> TASK STATEMENT: Repeat all of the records exactly, leaving out the pictures.

> MATERIAL FOR THIS TASK:
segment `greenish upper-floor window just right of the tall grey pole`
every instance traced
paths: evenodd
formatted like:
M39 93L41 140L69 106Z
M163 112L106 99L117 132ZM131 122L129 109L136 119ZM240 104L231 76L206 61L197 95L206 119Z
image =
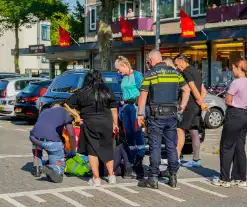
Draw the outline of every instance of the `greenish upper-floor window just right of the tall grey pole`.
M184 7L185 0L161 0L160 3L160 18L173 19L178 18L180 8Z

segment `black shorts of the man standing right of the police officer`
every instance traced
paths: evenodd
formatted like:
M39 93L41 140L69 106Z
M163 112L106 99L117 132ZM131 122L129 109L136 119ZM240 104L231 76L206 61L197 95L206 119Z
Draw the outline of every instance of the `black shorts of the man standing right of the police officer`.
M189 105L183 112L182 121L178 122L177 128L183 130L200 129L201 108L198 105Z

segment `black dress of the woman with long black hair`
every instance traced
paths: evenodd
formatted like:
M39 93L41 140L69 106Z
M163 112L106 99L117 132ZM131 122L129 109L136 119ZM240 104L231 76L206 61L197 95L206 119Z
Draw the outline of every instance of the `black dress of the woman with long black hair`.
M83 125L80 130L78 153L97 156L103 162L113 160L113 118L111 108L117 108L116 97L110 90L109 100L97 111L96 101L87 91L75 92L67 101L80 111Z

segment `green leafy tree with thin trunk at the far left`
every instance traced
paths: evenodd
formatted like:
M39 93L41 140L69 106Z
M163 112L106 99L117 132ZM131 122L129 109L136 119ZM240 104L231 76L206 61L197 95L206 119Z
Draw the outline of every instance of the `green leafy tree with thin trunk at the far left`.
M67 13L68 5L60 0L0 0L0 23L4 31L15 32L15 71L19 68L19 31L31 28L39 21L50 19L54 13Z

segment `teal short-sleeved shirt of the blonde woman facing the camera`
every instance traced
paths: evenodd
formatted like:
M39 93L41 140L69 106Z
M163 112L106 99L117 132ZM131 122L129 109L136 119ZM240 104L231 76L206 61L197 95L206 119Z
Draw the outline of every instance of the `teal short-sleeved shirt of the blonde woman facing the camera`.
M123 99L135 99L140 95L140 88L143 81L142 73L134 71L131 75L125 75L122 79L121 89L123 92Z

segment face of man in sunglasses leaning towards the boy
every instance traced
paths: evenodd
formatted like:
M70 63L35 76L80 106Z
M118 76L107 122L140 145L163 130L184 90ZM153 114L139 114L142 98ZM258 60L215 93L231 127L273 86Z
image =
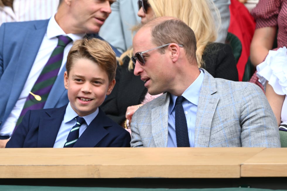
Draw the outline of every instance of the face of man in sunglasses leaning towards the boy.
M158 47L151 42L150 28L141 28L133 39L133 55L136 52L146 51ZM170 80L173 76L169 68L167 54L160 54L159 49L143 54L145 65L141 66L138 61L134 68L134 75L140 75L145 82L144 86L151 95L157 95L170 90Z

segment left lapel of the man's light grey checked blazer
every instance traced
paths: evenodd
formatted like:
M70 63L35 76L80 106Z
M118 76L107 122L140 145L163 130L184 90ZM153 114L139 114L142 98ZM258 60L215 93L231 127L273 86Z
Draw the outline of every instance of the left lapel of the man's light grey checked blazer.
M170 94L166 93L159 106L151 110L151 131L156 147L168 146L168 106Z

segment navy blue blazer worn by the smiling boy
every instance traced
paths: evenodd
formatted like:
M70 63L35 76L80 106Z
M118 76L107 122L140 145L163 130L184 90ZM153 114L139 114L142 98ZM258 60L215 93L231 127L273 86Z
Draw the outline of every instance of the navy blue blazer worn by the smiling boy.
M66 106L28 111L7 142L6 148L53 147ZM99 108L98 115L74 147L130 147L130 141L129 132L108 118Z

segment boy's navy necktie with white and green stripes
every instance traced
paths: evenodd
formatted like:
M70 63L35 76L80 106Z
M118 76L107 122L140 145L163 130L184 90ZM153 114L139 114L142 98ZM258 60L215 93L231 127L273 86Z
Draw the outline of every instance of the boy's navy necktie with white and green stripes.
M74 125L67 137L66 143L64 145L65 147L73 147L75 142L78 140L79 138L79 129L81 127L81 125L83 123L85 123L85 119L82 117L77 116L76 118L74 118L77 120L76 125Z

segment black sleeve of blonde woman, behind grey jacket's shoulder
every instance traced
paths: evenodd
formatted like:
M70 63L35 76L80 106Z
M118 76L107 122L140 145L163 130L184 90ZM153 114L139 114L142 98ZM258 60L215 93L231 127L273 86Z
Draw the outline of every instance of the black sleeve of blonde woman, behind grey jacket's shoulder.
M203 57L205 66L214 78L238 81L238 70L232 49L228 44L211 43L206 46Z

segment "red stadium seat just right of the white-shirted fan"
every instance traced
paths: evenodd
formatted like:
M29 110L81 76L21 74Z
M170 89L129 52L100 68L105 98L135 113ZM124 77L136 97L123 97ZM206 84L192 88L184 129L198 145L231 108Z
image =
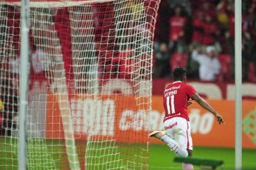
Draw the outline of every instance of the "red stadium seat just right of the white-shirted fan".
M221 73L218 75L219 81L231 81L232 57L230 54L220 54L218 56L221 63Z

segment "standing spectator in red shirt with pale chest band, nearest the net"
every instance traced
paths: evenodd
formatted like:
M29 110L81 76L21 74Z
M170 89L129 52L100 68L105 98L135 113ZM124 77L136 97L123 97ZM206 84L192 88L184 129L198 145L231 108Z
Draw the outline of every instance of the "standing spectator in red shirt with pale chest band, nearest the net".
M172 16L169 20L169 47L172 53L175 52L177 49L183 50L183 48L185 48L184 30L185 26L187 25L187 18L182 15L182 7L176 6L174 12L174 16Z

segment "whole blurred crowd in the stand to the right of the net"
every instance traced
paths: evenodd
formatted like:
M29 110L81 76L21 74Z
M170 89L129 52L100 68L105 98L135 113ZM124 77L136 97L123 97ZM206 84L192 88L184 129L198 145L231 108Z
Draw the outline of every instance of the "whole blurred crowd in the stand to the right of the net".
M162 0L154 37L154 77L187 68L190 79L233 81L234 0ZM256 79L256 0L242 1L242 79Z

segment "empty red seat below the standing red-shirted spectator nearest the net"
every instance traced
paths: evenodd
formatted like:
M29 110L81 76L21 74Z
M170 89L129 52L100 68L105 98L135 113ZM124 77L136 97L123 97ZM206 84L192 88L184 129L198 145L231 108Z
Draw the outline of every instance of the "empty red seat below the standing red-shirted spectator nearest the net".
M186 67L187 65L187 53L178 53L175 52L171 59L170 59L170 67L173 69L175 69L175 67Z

> EXPECTED ANSWER:
segment `greenish upper-floor window just right of the tall grey pole`
every instance traced
paths: evenodd
formatted like:
M39 93L41 140L69 106Z
M163 112L106 99L117 132ZM131 122L129 109L136 119ZM240 104L231 76L206 61L197 95L206 119Z
image =
Draw the outline of every instance of the `greenish upper-floor window just right of the tall grey pole`.
M184 7L185 0L161 0L160 3L160 18L173 19L178 18L180 8Z

segment `black shorts of the man standing right of the police officer`
every instance traced
paths: evenodd
formatted like:
M39 93L41 140L69 106Z
M163 112L106 99L117 132ZM131 122L129 109L136 119ZM240 104L231 76L206 61L197 95L206 119Z
Draw the outline of every instance of the `black shorts of the man standing right of the police officer`.
M189 105L183 112L182 121L178 122L177 128L183 130L200 129L201 108L198 105Z

segment `black dress of the woman with long black hair`
every instance traced
paths: evenodd
formatted like:
M39 93L41 140L69 106Z
M163 112L106 99L117 132ZM131 122L129 109L136 119ZM240 104L231 76L206 61L197 95L206 119Z
Draw the outline of every instance of the `black dress of the woman with long black hair`.
M83 125L80 130L78 153L97 156L103 162L113 160L113 118L111 108L117 108L116 97L110 90L109 100L97 111L96 101L87 91L75 92L67 101L80 111Z

segment `green leafy tree with thin trunk at the far left`
every instance traced
paths: evenodd
formatted like:
M39 93L41 140L69 106Z
M163 112L106 99L117 132ZM131 122L129 109L136 119ZM240 104L231 76L206 61L197 95L206 119Z
Draw the outline of every instance of the `green leafy tree with thin trunk at the far left`.
M67 13L68 5L60 0L0 0L0 23L4 31L15 32L15 71L19 68L19 31L31 28L39 21L50 19L54 13Z

segment `teal short-sleeved shirt of the blonde woman facing the camera`
every instance traced
paths: evenodd
formatted like:
M39 93L41 140L69 106Z
M163 112L106 99L117 132ZM131 122L129 109L136 119ZM240 104L231 76L206 61L197 95L206 119Z
Draw the outline of every instance of the `teal short-sleeved shirt of the blonde woman facing the camera`.
M123 99L135 99L140 95L140 88L143 81L142 73L134 71L131 75L125 75L122 79L121 89L123 92Z

segment face of man in sunglasses leaning towards the boy
every instance traced
paths: evenodd
formatted like:
M70 63L35 76L80 106Z
M118 76L107 122L140 145L163 130L184 90ZM153 114L139 114L142 98ZM258 60L215 93L231 127L273 86Z
image =
Draw the outline of every instance of the face of man in sunglasses leaning towards the boy.
M158 47L151 42L150 28L141 28L133 39L133 55L136 52L146 51ZM170 80L173 76L169 68L167 54L160 54L159 49L143 54L145 65L141 66L138 61L134 68L134 75L140 75L145 82L144 86L151 95L157 95L170 90Z

segment left lapel of the man's light grey checked blazer
every instance traced
paths: evenodd
formatted like:
M70 63L35 76L80 106Z
M118 76L107 122L140 145L163 130L184 90ZM153 114L139 114L142 98ZM258 60L215 93L231 127L273 86Z
Draw the outline of every instance of the left lapel of the man's light grey checked blazer.
M170 94L166 93L159 106L151 110L151 131L156 147L168 146L168 106Z

segment navy blue blazer worn by the smiling boy
every instance traced
paths: evenodd
formatted like:
M70 63L35 76L80 106Z
M118 76L107 122L140 145L163 130L184 90ZM153 114L139 114L142 98ZM258 60L215 93L231 127L273 86Z
Draw the outline of every instance of the navy blue blazer worn by the smiling boy.
M66 106L28 111L7 142L6 148L53 147ZM99 108L98 115L74 147L130 147L130 141L129 132L108 118Z

segment boy's navy necktie with white and green stripes
every instance traced
paths: evenodd
formatted like:
M70 63L35 76L80 106Z
M118 76L107 122L140 145L163 130L184 90ZM153 114L139 114L142 98ZM258 60L215 93L231 127L273 86Z
Draw the outline of every instance of the boy's navy necktie with white and green stripes.
M74 125L67 137L66 143L64 145L65 147L73 147L75 142L78 140L79 138L79 129L81 127L81 125L83 123L85 123L85 119L82 117L77 116L76 118L74 118L77 120L76 125Z

segment black sleeve of blonde woman, behind grey jacket's shoulder
every instance traced
paths: evenodd
formatted like:
M70 63L35 76L80 106Z
M118 76L107 122L140 145L163 130L184 90ZM153 114L139 114L142 98ZM258 60L215 93L231 127L273 86Z
Draw the outline of every instance of the black sleeve of blonde woman, behind grey jacket's shoulder.
M203 57L205 66L214 78L238 81L238 70L232 49L228 44L211 43L206 46Z

segment "red stadium seat just right of the white-shirted fan"
every instance traced
paths: evenodd
formatted like:
M29 110L81 76L21 74Z
M170 89L129 52L100 68L105 98L135 113ZM124 77L136 97L123 97ZM206 84L192 88L184 129L198 145L231 108Z
image =
Draw the outline of every instance of the "red stadium seat just right of the white-shirted fan".
M221 73L218 75L219 81L231 81L232 57L230 54L220 54L218 56L221 63Z

segment "standing spectator in red shirt with pale chest band, nearest the net"
every instance traced
paths: evenodd
formatted like:
M29 110L81 76L21 74Z
M170 89L129 52L100 68L105 98L135 113ZM124 77L136 97L123 97ZM206 84L192 88L184 129L198 145L231 108Z
Draw the outline of every instance of the "standing spectator in red shirt with pale chest band, nearest the net".
M172 16L169 20L169 47L172 53L175 52L177 49L183 50L183 48L185 48L184 30L185 26L187 25L187 18L182 15L182 7L176 6L174 12L174 16Z

segment "whole blurred crowd in the stand to the right of the net"
every instance traced
paths: evenodd
formatted like:
M29 110L81 76L21 74Z
M170 89L129 52L100 68L105 98L135 113ZM124 77L136 97L123 97ZM206 84L192 88L184 129L198 145L231 108Z
Draw the outline of every instance of the "whole blurred crowd in the stand to the right of the net".
M162 0L154 37L154 77L187 68L190 79L233 81L234 0ZM256 79L256 0L242 1L242 79Z

segment "empty red seat below the standing red-shirted spectator nearest the net"
every instance traced
paths: evenodd
formatted like:
M29 110L81 76L21 74Z
M170 89L129 52L100 68L105 98L135 113ZM124 77L136 97L123 97ZM206 84L192 88L184 129L198 145L231 108Z
Draw the outline of every instance of the "empty red seat below the standing red-shirted spectator nearest the net".
M186 67L187 65L187 53L178 53L175 52L171 59L170 59L170 67L173 69L175 69L175 67Z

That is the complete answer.